Object position labeling entries

#####

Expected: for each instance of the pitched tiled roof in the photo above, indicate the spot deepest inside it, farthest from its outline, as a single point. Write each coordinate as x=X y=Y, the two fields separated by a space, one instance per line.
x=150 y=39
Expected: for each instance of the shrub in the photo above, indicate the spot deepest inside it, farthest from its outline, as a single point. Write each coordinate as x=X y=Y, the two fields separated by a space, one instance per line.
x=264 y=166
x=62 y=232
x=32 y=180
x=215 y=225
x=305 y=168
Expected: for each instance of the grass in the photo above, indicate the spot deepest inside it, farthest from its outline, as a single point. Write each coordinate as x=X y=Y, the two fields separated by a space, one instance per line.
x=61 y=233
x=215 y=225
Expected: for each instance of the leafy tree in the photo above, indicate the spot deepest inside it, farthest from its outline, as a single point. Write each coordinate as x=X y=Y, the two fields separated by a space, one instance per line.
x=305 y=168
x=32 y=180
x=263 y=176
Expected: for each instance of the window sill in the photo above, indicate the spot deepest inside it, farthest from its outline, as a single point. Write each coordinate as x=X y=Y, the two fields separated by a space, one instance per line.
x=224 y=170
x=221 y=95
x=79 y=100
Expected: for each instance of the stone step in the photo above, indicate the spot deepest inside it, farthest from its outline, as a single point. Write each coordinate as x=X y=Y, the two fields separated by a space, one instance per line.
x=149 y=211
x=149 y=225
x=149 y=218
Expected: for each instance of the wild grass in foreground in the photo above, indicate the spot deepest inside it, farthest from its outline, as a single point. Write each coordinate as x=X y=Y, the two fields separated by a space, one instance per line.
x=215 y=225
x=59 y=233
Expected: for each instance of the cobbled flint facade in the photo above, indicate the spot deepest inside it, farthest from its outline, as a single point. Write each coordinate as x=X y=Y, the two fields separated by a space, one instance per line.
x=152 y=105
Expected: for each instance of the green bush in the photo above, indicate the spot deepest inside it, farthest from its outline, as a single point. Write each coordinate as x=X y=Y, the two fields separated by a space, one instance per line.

#####

**Problem statement**
Every record above needs to be repeated word for word.

**Written answer**
Expected: for each instance of the pitched tiled roof in the photo above, indicate the spot deepest inside it, farthest from its outline, as a single point. Write each coordinate as x=X y=Y, the two fields separated by a space, one instance per line.
x=150 y=39
Expected: for each instance of the shrub in the photo above, indicate the spot deepest inside it, farthest from its outline, as a single point. Write each coordinate as x=X y=Y, the two fields separated by a space, one instance per line.
x=264 y=166
x=62 y=232
x=32 y=180
x=215 y=225
x=305 y=168
Expected: for each instance of the grass in the photo above, indicate the spot deepest inside it, farthest from its outline, as a single point. Write each coordinate as x=X y=Y, the two fields separated by a space, one instance per line.
x=61 y=233
x=215 y=225
Expected: for each instance of the leafy tree in the photo above, indicate the spot deepest inside it, farthest from its outline, as a single point. Write each coordinate as x=X y=Y, the two fields separated by a space, one instance per line.
x=305 y=168
x=32 y=180
x=263 y=176
Expected: for each instance of the window sill in the photo above, indicate the spot deepest inside it, farthest from its outline, as a single point. Write each coordinate as x=X y=Y, the two fields separated by a space, one instance per line.
x=224 y=170
x=221 y=95
x=79 y=100
Expected: for each instance of the stone step in the photo above, indicate the spot deepest inside it, farthest from its outline, as a single point. Write each coordinate as x=X y=Y, the two fields separated by a space, one instance per line.
x=149 y=211
x=149 y=225
x=149 y=218
Expected: for each instance of the wild grass in foreground in the photo above, indicate the spot deepest inside it, farthest from its outline, as a single point. Write each coordinate as x=X y=Y, the two fields separated by a space, one instance per line.
x=215 y=225
x=59 y=233
Expected: for each instance of the cobbled flint facade in the photo above, indicate the spot deepest inside it, farthest from its outline, as a single point. Write each coordinate as x=X y=Y, the two fields separated by a space, one instance per line.
x=152 y=105
Expected: for each instance of the green bush in the photo above, indicate the spot deepest inside it, farthest from its outline, as a single point. Write each coordinate as x=X y=Y, the two fields separated by a space, one instance per line.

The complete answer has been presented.